Every line of the listing that contains the word "boat" is to be copied out.

Content starts

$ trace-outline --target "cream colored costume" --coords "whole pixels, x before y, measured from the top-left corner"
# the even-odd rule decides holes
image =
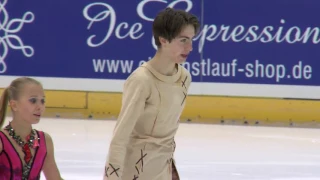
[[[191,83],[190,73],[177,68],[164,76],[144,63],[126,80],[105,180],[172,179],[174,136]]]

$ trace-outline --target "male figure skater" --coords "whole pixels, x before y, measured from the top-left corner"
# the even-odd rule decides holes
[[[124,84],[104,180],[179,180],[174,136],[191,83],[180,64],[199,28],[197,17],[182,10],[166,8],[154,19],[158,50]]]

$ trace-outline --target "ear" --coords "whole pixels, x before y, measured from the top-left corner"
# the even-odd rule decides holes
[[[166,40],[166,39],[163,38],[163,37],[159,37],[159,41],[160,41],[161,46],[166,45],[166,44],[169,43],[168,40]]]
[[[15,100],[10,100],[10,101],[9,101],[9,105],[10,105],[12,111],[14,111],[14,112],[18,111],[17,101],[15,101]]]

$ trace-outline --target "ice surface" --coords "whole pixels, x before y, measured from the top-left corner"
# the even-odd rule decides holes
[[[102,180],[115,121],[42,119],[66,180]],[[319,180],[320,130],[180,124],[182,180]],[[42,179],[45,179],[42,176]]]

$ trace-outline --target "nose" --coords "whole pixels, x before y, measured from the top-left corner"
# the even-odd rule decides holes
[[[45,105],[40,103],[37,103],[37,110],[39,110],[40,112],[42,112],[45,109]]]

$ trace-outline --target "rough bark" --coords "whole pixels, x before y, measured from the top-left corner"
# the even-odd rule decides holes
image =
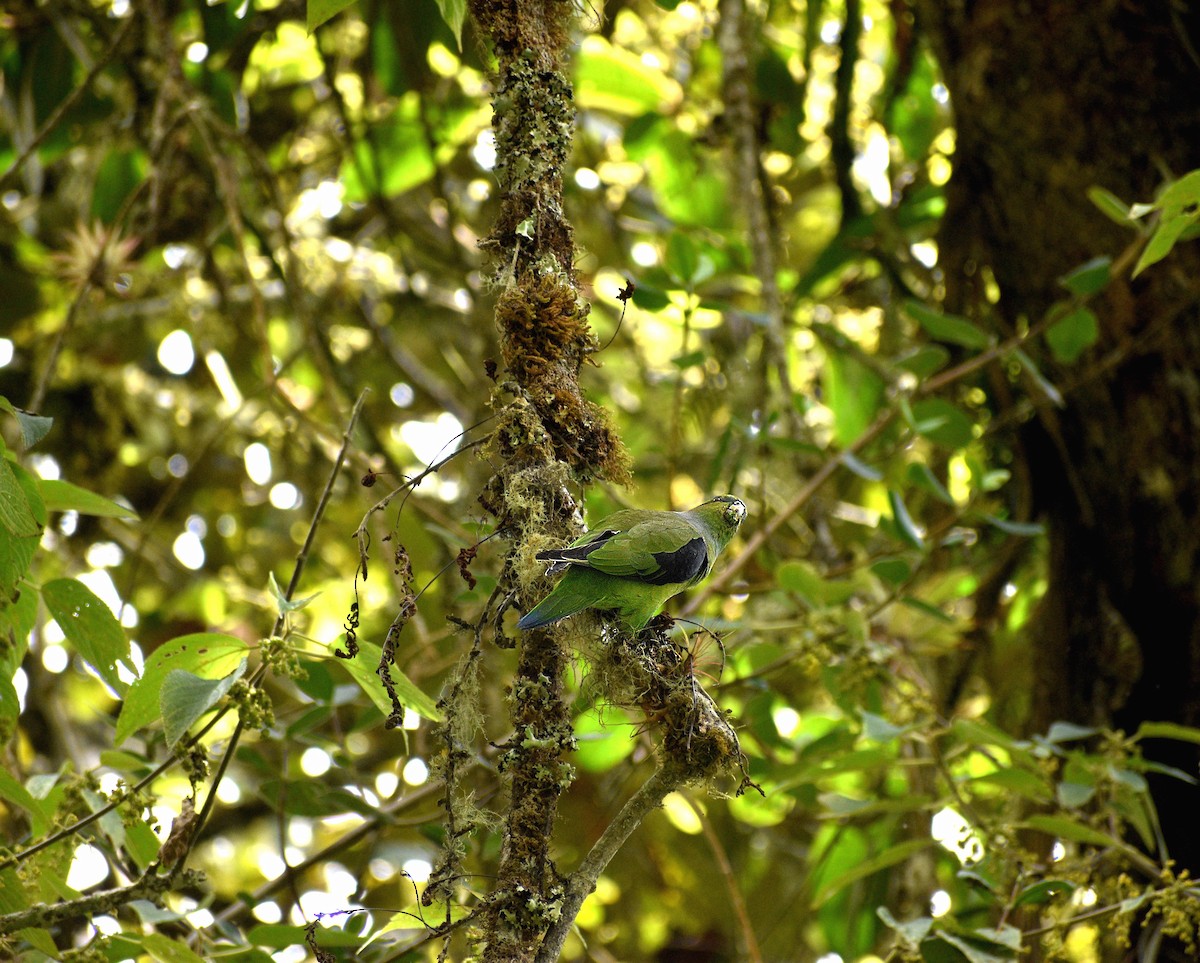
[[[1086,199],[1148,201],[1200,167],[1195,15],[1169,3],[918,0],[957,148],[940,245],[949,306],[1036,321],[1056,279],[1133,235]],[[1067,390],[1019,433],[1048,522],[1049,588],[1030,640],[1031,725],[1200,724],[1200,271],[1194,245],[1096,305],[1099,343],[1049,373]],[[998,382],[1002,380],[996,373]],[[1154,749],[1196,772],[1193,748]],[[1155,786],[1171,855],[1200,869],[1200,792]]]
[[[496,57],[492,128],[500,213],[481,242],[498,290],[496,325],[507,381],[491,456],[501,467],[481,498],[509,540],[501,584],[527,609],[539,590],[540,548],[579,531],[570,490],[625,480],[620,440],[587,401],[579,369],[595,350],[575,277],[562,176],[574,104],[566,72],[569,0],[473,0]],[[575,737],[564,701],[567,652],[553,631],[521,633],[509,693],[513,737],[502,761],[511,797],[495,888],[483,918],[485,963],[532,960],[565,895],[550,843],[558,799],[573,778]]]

Content ends
Content starts

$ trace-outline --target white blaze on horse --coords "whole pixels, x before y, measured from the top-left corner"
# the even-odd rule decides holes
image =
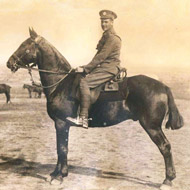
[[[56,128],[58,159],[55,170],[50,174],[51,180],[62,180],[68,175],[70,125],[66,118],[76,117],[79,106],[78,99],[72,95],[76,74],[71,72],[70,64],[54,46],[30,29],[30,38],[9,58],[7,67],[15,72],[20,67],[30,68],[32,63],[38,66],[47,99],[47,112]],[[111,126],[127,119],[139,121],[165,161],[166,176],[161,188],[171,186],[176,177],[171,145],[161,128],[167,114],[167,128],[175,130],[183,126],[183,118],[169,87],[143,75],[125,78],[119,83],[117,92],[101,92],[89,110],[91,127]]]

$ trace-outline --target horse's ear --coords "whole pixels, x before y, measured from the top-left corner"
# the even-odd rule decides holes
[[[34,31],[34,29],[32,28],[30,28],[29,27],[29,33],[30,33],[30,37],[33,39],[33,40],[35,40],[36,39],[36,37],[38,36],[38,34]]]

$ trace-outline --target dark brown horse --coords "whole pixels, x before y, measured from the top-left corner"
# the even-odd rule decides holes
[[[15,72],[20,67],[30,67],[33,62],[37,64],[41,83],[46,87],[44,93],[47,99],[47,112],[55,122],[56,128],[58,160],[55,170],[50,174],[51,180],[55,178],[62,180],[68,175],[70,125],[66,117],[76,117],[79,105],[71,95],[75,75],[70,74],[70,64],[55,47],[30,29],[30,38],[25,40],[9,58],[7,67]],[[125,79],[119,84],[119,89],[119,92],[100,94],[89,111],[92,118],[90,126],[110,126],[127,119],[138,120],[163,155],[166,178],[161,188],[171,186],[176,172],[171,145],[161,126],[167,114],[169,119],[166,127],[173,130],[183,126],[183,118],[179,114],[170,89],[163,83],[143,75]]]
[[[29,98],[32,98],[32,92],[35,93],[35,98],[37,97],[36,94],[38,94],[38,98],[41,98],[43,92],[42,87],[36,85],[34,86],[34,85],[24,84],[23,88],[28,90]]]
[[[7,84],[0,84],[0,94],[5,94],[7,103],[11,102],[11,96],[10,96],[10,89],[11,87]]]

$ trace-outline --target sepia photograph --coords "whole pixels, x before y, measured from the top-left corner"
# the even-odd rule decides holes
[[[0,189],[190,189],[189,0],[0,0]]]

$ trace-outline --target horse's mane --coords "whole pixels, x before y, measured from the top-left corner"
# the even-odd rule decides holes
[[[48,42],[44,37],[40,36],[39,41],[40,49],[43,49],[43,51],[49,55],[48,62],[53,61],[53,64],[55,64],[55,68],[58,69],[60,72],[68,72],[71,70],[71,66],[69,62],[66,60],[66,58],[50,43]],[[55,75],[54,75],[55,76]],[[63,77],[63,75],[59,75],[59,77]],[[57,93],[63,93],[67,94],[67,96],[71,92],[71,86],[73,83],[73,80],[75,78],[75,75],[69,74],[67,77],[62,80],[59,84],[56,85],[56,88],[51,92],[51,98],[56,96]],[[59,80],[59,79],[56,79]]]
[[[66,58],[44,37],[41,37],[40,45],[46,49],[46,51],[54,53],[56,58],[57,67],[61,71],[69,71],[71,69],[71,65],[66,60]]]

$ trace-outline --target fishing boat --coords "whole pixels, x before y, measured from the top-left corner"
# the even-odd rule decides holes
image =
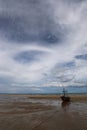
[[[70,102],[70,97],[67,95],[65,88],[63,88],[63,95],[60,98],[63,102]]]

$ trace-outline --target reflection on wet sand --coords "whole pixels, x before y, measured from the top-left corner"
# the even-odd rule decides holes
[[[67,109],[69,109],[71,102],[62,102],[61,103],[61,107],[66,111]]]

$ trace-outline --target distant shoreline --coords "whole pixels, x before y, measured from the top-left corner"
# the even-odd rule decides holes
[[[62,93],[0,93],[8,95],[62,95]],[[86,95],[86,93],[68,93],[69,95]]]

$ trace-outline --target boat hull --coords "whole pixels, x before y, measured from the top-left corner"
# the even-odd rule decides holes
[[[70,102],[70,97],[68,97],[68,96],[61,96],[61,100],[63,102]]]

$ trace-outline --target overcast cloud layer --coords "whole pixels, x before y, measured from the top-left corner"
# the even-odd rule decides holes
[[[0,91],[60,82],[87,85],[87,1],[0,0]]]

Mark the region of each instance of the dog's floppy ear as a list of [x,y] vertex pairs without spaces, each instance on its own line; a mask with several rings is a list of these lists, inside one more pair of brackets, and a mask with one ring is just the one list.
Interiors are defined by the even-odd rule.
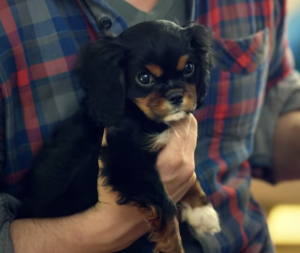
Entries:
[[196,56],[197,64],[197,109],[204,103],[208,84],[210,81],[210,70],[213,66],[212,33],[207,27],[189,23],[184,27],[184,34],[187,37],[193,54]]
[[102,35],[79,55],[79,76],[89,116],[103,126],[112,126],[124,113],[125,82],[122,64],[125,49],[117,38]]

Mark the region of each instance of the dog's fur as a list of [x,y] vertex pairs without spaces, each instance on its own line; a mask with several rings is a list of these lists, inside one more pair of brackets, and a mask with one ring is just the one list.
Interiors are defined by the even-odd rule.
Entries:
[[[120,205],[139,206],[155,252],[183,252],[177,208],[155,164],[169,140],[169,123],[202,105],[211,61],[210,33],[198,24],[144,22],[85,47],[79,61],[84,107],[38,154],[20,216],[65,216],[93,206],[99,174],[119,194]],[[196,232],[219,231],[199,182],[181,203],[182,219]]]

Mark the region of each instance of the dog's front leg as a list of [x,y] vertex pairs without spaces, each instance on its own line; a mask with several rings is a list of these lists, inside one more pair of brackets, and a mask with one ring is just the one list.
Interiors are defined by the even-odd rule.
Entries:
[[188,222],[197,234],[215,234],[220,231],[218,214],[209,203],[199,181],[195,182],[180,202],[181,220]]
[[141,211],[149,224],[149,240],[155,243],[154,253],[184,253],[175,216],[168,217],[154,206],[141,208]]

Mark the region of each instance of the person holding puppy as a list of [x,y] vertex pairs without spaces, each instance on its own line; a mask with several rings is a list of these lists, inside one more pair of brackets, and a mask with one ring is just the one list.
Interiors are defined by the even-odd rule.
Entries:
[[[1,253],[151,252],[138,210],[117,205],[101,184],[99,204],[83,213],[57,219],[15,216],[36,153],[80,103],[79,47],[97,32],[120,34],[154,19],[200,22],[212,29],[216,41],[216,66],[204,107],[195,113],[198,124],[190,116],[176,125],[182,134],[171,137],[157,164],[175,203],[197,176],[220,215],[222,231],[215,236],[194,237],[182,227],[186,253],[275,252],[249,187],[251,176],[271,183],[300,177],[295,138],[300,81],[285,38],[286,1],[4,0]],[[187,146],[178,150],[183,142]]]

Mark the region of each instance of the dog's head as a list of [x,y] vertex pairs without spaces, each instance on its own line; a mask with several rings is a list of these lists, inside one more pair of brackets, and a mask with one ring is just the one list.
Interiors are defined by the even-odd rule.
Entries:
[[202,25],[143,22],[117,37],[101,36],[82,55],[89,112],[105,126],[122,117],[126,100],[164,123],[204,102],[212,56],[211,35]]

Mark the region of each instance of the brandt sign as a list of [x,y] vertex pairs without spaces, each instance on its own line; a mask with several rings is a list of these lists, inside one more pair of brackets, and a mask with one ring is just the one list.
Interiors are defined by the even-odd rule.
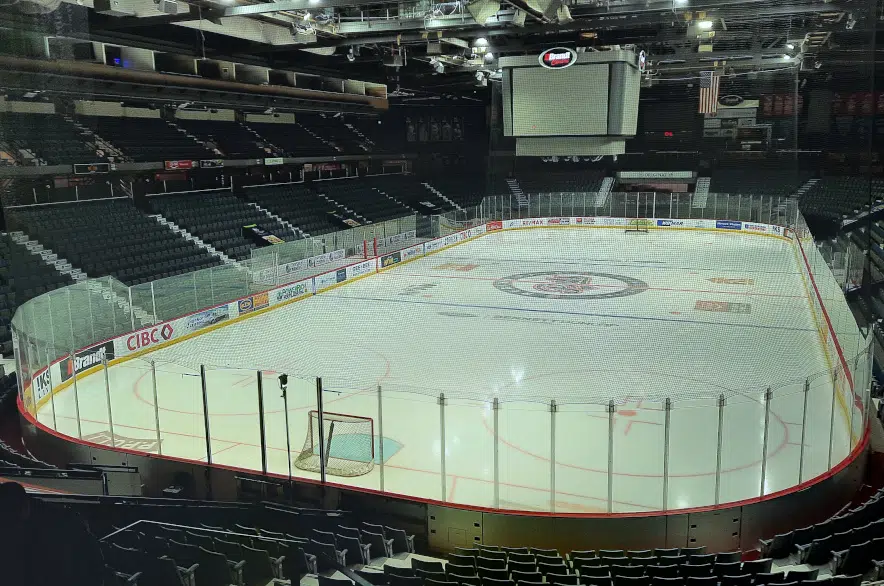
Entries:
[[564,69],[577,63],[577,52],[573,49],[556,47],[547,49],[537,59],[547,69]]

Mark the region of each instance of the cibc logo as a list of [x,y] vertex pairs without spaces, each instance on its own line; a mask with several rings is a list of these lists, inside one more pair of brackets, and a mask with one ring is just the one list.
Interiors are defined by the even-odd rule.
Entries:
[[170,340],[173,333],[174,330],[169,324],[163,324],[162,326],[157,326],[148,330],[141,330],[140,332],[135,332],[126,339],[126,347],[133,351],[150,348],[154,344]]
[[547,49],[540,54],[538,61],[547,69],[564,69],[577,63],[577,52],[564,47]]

Content ends

● **SOLUTION TO THIS PROBLEM**:
$ trace-outline --target fishing boat --coords "whole pixels, x before y, measured from the top-left corner"
$ trace-outline --target boat hull --coords "whole pixels, x before y, measured from the top-left corner"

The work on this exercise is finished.